◆ Given problem:
In the Juventus article, rewrite the stretch from "Juventus’ quest to" through "of the defeat.", replacing "defeat" with "loss".

◆ Quoted text:
• • • •

Juventus’ Champions League Pain Looks Set To Continue

Written By Peter Taberner on March 9, 2020

Juventus’ quest to be crowned champions of Europe for this first time in 24 years suffered a major blow following the 1-0 second round first leg defeat at Lyon.

It was a result which has raised questions about the direction of the team–and whether they have what its takes to win the Champions League again. The Bianconeri played poorly in eastern France as Lyon took control of the first half, going ahead through Lucas Tousart in the 31st minute. In second half, Sarri’s men applied more pressure, but only managed a single effort on target over the whole game.

Captain Leonardo Bonucci criticised his team’s lack of aggression, complaining that they were second to every ball. The veteran defender also voiced his own doubts of just how strong the team’s mentality really is in light of the defeat.

• • • •

◆ Extracted records:
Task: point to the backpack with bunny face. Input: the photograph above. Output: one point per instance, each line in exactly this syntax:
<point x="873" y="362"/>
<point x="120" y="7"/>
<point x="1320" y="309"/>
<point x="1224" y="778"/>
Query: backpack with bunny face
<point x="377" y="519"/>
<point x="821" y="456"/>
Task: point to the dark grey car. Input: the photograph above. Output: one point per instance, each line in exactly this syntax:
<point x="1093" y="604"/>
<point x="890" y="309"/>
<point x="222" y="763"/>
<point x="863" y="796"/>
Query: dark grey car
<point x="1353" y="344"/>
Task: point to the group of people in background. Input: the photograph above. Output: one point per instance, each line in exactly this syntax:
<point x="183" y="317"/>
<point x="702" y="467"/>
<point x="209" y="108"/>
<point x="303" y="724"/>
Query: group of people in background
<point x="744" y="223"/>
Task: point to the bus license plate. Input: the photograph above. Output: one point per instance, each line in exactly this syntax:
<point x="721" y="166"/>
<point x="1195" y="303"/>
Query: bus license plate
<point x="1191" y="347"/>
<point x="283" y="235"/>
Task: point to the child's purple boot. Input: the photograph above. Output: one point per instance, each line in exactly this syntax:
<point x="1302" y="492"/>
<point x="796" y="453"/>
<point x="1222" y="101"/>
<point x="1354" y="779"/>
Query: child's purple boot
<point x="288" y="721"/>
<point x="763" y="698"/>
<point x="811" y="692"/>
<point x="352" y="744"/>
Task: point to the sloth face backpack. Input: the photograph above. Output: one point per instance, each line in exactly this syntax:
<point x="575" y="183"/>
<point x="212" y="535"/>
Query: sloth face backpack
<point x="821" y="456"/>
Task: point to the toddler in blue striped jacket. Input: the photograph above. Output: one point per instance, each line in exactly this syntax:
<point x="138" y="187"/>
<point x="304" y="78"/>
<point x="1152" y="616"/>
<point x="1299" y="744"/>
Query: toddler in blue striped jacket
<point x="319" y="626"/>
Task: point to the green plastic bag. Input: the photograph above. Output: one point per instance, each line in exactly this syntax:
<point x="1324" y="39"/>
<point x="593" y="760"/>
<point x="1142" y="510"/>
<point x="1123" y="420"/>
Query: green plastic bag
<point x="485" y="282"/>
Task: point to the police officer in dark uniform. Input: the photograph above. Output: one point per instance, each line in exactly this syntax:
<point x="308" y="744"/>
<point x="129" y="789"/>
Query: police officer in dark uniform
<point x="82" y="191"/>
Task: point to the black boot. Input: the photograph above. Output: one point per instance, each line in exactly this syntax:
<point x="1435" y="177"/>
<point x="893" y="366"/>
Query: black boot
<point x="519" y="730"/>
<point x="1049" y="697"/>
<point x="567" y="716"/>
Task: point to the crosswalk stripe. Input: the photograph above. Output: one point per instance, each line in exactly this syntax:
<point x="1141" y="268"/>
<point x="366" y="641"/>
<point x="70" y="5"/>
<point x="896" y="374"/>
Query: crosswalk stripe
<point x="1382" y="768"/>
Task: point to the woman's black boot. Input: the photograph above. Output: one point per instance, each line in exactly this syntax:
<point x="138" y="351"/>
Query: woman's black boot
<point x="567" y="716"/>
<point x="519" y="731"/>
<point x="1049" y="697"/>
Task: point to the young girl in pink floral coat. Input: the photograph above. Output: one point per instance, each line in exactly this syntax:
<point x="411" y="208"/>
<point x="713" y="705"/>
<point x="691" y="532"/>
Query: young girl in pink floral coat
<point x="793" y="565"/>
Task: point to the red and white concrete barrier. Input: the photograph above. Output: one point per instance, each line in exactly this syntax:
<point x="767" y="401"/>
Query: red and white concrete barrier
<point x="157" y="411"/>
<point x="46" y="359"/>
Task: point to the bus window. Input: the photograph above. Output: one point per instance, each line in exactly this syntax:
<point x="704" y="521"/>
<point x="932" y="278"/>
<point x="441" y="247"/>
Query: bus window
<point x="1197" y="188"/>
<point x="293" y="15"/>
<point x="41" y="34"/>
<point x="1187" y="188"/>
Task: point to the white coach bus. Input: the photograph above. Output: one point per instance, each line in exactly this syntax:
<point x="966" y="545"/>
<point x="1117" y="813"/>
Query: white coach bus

• • • •

◆ Result:
Juventus’ quest to be crowned champions of Europe for this first time in 24 years suffered a major blow following the 1-0 second round first leg loss at Lyon.

It was a result which has raised questions about the direction of the team–and whether they have what its takes to win the Champions League again. The Bianconeri played poorly in eastern France as Lyon took control of the first half, going ahead through Lucas Tousart in the 31st minute. In second half, Sarri’s men applied more pressure, but only managed a single effort on target over the whole game.

Captain Leonardo Bonucci criticised his team’s lack of aggression, complaining that they were second to every ball. The veteran defender also voiced his own doubts of just how strong the team’s mentality really is in light of the loss.